---------- MATERIAL SUPPLIED ----------

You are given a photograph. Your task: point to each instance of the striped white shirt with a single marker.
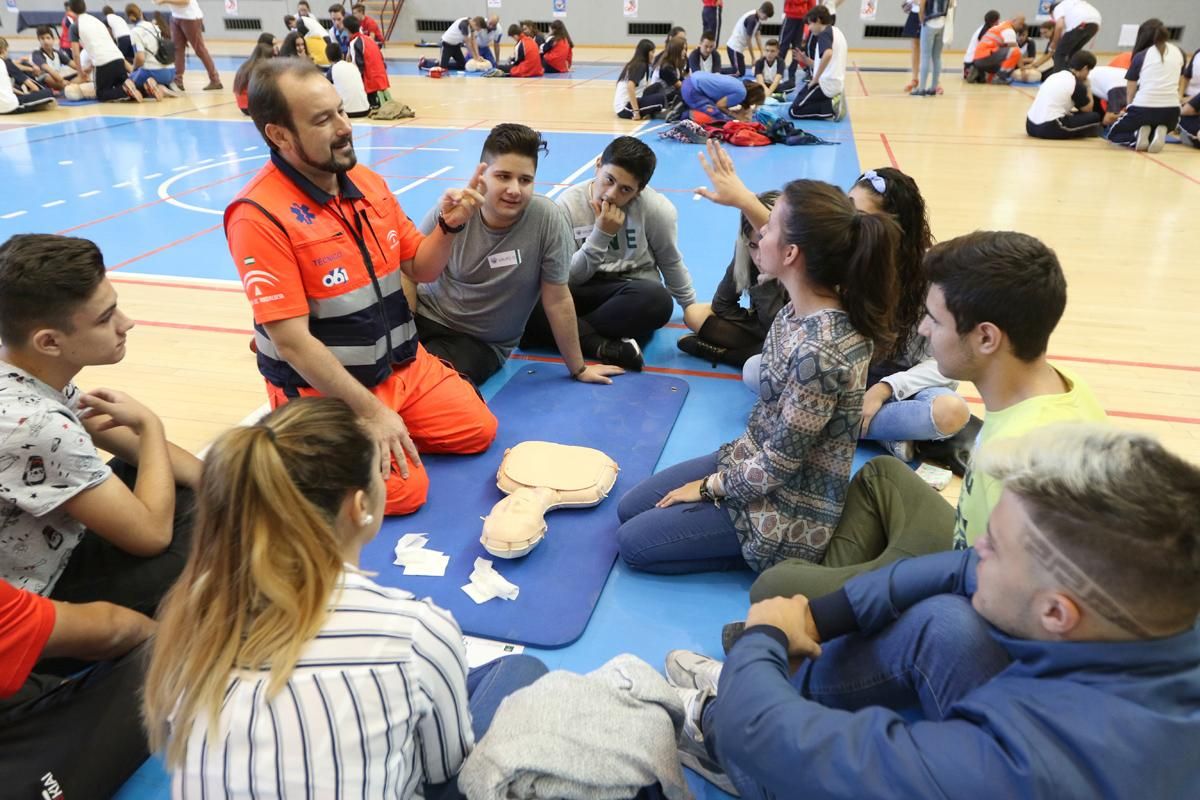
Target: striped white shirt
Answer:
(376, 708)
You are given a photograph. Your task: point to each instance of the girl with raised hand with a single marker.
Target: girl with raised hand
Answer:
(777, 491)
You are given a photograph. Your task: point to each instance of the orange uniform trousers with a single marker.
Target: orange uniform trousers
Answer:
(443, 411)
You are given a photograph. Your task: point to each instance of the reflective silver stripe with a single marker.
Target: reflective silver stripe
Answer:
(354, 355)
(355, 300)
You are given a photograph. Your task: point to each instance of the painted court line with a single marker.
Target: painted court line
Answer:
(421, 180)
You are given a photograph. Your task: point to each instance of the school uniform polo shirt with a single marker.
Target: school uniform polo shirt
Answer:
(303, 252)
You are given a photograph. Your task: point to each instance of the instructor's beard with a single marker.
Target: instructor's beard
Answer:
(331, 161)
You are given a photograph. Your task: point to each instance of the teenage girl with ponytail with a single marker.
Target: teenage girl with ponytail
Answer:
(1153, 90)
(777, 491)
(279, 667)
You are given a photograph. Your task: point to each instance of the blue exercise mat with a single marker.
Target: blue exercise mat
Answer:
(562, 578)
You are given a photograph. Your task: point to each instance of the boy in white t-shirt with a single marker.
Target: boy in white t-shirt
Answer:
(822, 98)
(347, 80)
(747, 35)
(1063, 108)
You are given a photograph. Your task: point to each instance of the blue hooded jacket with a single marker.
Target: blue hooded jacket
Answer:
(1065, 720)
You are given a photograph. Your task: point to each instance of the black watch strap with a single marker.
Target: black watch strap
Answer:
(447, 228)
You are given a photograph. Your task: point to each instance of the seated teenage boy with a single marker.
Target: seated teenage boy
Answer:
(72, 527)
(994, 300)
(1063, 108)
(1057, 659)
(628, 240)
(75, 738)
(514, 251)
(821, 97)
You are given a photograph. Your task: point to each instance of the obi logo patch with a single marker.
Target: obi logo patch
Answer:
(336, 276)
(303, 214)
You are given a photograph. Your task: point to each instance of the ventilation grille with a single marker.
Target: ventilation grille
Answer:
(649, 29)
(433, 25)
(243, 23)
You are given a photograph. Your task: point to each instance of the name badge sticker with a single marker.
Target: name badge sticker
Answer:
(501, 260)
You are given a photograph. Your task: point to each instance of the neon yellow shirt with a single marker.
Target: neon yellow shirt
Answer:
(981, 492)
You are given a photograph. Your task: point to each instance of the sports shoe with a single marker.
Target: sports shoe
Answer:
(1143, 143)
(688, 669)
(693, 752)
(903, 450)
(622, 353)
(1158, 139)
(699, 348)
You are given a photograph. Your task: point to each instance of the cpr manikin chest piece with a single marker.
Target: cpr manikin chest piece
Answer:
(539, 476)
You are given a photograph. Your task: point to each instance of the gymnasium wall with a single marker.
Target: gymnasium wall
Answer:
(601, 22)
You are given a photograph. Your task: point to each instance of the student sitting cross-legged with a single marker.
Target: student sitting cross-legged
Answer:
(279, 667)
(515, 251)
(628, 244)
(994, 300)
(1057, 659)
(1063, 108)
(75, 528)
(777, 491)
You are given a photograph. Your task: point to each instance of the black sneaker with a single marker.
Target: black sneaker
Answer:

----------

_TASK INSTRUCTIONS:_ Write out exactly the lines from the line holding "piece with a single marker." through the last line of the data, and nothing besides those lines.

_EXERCISE SOLUTION:_
You are given a photograph. Your task: point to each instance of the cpr manikin chest piece with a single marker.
Target: cpr manikin chest piece
Answer:
(539, 476)
You are given a photograph. Your task: point to each instance of the gymnasium wall with a single marker.
Target: gymnasium wall
Answer:
(601, 22)
You are given a photograph. Your task: point to each instance of the student sitting cross-legged with a single marker.
Target: student sitting cross-legged
Answer:
(279, 667)
(515, 251)
(628, 244)
(994, 300)
(1057, 659)
(1063, 108)
(75, 528)
(777, 491)
You are given a photograph. Your task: point to each instance of the black sneaker with a single marker.
Target: black sneaker
Answer:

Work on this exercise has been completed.